Work instruction 1: Retype the passage on the MSCI Emerging Markets index and its 3X ETFs word for word, beginning at the words "Looking at the" and stopping after "3X ETF (EDZ).".
Work instruction 2: Extend the passage on the MSCI Emerging Markets index and its 3X ETFs, picking up right after its final sentence.

Text for analysis:
* * * * * * * * *

Looking at the 10-year history of the MSCI Emerging Markets index reveals a number of peaks and valleys over the years. While a long-term investor with a low risk tolerance might look the other way, the index spells opportunity for traders to play the volatility on both sides with the Direxion Daily MSCI Emerging Markets Bull 3X Shares (EDC) and Direxion Daily MSCI Emerging Markets Bear 3X ETF (EDZ).
After reaching a peak in early 2018, the index subsequently fell. It has tumbled even further once the Covid-19 pandemic took hold of the markets in 2020. Now, EM is back in big way with the index spiking over 50% since May 25, 2020.
This gives bulls the opportunity to play EDC, which seeks daily investment results equal to 300% of the daily performance of the MSCI Emerging Markets Index. The index is designed to represent the performance of large- and mid-capitalizations securities across 26 emerging market countries.

* * * * * * * * *

Recorded data:

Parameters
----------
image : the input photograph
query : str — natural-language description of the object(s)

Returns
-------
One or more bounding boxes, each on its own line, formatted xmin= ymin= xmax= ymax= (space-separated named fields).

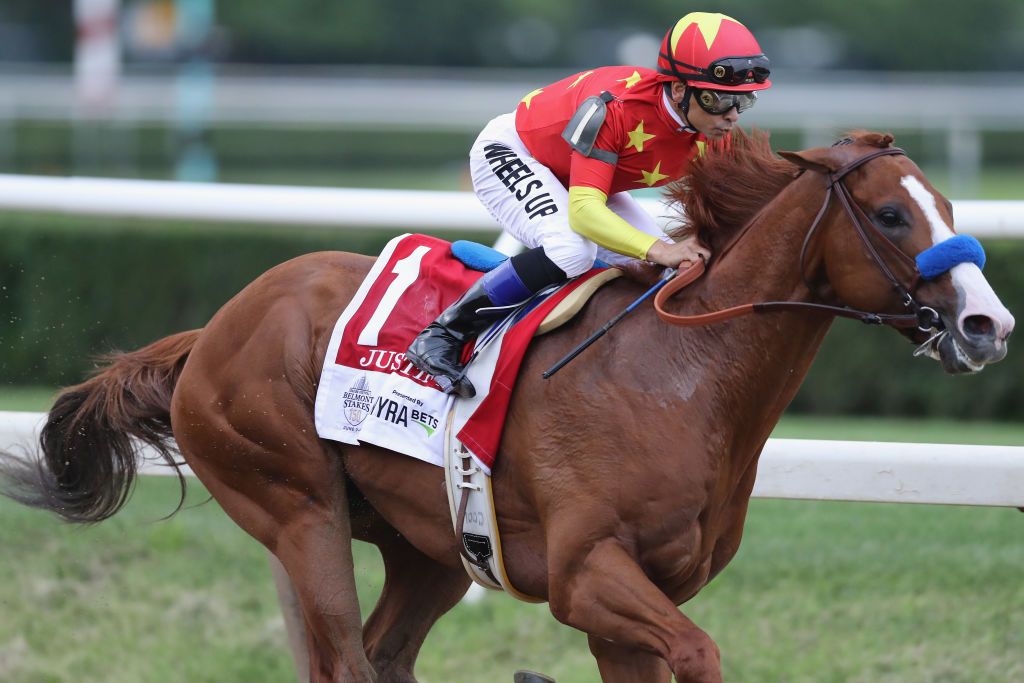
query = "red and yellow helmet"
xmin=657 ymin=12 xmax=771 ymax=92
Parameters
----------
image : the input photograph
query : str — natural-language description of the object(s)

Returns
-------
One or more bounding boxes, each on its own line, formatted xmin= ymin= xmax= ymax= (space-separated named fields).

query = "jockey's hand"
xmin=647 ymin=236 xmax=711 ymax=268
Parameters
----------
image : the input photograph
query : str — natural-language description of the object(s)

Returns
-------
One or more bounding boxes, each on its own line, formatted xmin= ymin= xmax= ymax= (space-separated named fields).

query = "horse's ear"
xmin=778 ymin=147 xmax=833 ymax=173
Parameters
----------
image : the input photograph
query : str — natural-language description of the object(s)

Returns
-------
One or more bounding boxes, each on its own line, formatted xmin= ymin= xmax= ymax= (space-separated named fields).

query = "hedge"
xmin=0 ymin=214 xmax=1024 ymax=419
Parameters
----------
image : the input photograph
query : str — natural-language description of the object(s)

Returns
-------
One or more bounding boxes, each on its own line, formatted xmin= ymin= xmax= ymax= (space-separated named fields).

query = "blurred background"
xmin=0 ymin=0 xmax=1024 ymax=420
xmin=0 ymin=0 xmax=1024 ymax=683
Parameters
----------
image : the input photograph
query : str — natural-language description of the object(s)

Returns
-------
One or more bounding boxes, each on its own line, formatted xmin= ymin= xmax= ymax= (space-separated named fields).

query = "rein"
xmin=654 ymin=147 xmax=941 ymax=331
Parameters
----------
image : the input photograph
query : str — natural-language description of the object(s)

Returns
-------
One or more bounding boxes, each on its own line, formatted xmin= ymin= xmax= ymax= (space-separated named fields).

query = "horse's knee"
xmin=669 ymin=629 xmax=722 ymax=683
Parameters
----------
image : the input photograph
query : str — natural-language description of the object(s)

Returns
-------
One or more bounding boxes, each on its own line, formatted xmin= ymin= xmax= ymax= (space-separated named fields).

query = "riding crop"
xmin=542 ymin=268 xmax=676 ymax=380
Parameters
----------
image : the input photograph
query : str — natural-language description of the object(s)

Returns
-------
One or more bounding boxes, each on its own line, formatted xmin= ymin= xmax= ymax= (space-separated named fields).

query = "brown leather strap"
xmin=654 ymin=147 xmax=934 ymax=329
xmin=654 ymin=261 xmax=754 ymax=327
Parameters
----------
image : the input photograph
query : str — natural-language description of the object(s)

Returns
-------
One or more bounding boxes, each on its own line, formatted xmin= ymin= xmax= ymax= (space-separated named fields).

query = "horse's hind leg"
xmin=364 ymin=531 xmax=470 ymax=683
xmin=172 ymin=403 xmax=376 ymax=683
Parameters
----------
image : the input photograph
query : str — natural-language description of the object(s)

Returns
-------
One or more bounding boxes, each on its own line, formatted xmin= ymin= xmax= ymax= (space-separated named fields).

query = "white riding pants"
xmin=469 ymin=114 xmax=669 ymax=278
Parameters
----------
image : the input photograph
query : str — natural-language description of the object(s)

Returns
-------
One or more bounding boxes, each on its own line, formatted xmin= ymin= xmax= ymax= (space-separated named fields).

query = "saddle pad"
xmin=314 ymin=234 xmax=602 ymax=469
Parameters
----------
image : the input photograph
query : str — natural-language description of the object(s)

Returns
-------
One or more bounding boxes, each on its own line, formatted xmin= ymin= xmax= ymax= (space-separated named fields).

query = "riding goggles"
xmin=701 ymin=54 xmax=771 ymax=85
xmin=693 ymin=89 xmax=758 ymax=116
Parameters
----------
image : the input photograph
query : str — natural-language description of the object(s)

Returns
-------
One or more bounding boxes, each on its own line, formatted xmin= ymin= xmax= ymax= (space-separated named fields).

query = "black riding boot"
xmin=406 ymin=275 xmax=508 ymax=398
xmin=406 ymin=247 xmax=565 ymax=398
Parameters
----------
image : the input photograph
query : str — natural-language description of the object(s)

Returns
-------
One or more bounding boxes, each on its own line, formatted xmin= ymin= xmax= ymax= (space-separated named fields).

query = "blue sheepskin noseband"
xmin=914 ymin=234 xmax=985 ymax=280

* * * * * * * * *

Expected output 1:
Looking at the 10-year history of the MSCI Emerging Markets index reveals a number of peaks and valleys over the years. While a long-term investor with a low risk tolerance might look the other way, the index spells opportunity for traders to play the volatility on both sides with the Direxion Daily MSCI Emerging Markets Bull 3X Shares (EDC) and Direxion Daily MSCI Emerging Markets Bear 3X ETF (EDZ).

Expected output 2:
UBS Is Bullish on Emerging Markets
Per a Bloomberg article, “UBS Wealth Management has shifted its preference in equities to developing countries, which are more sensitive to global growth and are cheaper than developed markets. MSCI Inc.’s emerging-market index trades at 16 times expected earnings in the next 12 months, well below a P/E ratio of 22 times for the S&P 500 and less than the 17 times for the Stoxx Europe 600.”
“This is now a sweet spot for emerging markets,” Michael Bolliger, the unit’s chief investment officer for global emerging markets, said in an interview. “And looking at valuation, there are parts of the market where people increasingly worry about things getting expensive. EM is definitely not ticking these boxes. Particularly outside of Asia, it is lagging on the valuation side, which is another plus.”
The MSCI Emerging Markets index is still slightly above oversold levels, with a 0.375 reading in the Stochastic Relative Strength Index (StochRSI).